::: Data shown :::

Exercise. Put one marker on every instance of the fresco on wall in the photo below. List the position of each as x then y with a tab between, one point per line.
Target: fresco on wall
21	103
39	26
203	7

:::

Quote every line of the records above word for word, including each position value.

Output
Exercise. Put one marker on every instance of the fresco on wall in the photo below. List the position of each as x then y with a tab between, one point per line.
Target: fresco on wall
21	103
39	26
203	7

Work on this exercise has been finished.